GOAL: Copy out, word for word, the stretch of the passage on Victorian literature from "There was also" through "poems in 1846.".

EXTRACT TO READ:
* * *

While Dickens was fussed about for his “thrill of feeling”, another famous Victorian novelist, William Makepeace Thackeray, was fussed about the missing of his feelings and sarcastic restraint that gave some “icy note” to his work. Thackeray’s style excels with some kind of classical psychoanalysis, but dualism too. Namely, from one point Thackeray endeavored to defy to the society of his time and take of its fake mask such as in work The Book of Snobs and Vanity Fair, but, on the other point, he adjusts to the rules of civilian expression of respect and conventional values. Furthermore, it is also worth to mention Anthony Trollope whose work was spiced up with humor, but were freed from all sentimental and melodramatic elements that marked the work of many other Victorian novelists, especially Dickens. His most famous work is The Chronicles of Barsetshire in which he faithfully and objectively show’s customs of different communities, preferably provinces, politics and wealth.

There was also a big emancipation of females, and the big number of female writers is there to witness. Together with George Elliot (her real name was Mary Ann Evans) and Elizabeth C. Gaskell there were also the Bronte sisters whose work and novels are being considered as novels of huge value. Some novels that stand out are Jane Eyre – Charlotte Bronte, Wuthering Heights – Emily Bronte and Agnes Grey – Anne Bronte. Beside that they also preferred to use pseudonyms Currer, Ellis and Action Bell and wrote poems where they expressed “mystical pantheism and staunch stoicism”. All those poems were published together as a collection of poems in 1846.

Another poets that are worth of mentioning are Matthew Arnold, Alfred Tennyson and Elizabeth Barret Browning, through their poetry terms of spiritual discomfort and social and political questions can be felt too. Furthermore, poets of the Victorian age continued using the inheritance of romanticism which can be seen in the work of Dante Gabriel Rossetti.

English literature in Victorian age was very much marked by the humor too. Plenty of it can be found in the work of writers such as Dickens, Thackeray, Trollope and even Elliot, and in poets like Thomas Hood who wrote a lot of satirical poems. Humor can be found in classic fairy tales such as Alice in the Wonderland by Lewis Carroll, and Edward Lear the author of the English so called nonsense-lyric, whose Book of Nonsense achieved great success.

Furthermore, in the second half of 19th century, and especially by the end of the century, new topics appear in English literature. A new so called esthetic school appears, which inspired people not to give up on their experience, not even the tiniest part of it, and not to allow to be closed in the system which could stop them in looking for new experiences. That kind of school was influenced by French decadents, and its leader was undoubtedly Oscar Wilde and his novel The Picture of Dorian Gray and drama Salome and also essays about esthetics Intentions. But still, liveliest part of his work are the theater comedies, such as The Importance of Being Earnest. After the scandal and the process in which Oscar was convicted for two years sentence because of “violation of morality”, homosexuality, the popularity of esthetic school meets an end. By the end of the century in theater art George Bernard Shaw appears, whose belief in the advancement of mankind, achieved by moral convictions and free choice, found its best locution in the drama called Man and Superman in the year 1901.

* * *

EXTRACTED DATA:
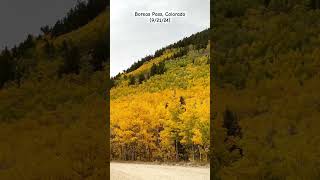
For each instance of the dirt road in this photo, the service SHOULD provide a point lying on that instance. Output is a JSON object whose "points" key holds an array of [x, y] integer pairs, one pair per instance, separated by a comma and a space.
{"points": [[124, 171]]}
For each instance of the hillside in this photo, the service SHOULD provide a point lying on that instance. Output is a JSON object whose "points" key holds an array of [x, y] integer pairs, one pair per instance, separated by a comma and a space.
{"points": [[160, 111], [48, 128]]}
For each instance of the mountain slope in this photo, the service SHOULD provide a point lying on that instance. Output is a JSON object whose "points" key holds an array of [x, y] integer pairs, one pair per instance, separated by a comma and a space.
{"points": [[163, 116]]}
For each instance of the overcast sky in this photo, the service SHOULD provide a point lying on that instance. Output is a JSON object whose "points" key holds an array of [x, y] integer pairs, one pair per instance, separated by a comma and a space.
{"points": [[132, 38], [21, 17]]}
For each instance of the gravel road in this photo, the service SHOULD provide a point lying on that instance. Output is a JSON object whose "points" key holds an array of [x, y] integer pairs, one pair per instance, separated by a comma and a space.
{"points": [[130, 171]]}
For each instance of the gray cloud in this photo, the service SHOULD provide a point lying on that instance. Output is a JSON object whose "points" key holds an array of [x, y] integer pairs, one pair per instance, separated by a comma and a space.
{"points": [[133, 38], [20, 17]]}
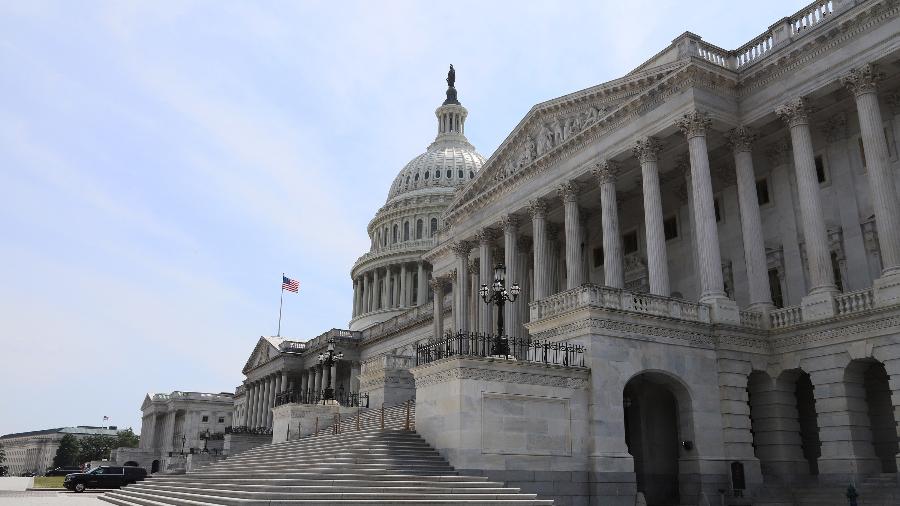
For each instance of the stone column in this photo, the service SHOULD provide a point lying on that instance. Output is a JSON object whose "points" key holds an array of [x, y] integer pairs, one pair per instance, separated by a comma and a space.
{"points": [[421, 288], [404, 286], [862, 82], [647, 152], [460, 288], [510, 224], [819, 303], [568, 192], [552, 259], [613, 268], [437, 286], [694, 125], [538, 209], [741, 140]]}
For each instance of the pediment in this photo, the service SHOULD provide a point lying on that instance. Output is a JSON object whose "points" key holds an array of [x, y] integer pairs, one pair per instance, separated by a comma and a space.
{"points": [[551, 126], [263, 352]]}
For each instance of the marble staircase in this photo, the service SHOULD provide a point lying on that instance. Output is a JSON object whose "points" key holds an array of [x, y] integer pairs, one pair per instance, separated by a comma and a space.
{"points": [[340, 465]]}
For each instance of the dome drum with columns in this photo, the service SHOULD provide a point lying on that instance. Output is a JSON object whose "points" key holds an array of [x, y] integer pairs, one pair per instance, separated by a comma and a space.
{"points": [[392, 277]]}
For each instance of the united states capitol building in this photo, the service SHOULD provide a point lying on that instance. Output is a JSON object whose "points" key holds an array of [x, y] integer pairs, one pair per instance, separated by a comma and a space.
{"points": [[706, 253]]}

* * *

CORRECT RESULT:
There was also a big emancipation of females, and the big number of female writers is there to witness. Together with George Elliot (her real name was Mary Ann Evans) and Elizabeth C. Gaskell there were also the Bronte sisters whose work and novels are being considered as novels of huge value. Some novels that stand out are Jane Eyre – Charlotte Bronte, Wuthering Heights – Emily Bronte and Agnes Grey – Anne Bronte. Beside that they also preferred to use pseudonyms Currer, Ellis and Action Bell and wrote poems where they expressed “mystical pantheism and staunch stoicism”. All those poems were published together as a collection of poems in 1846.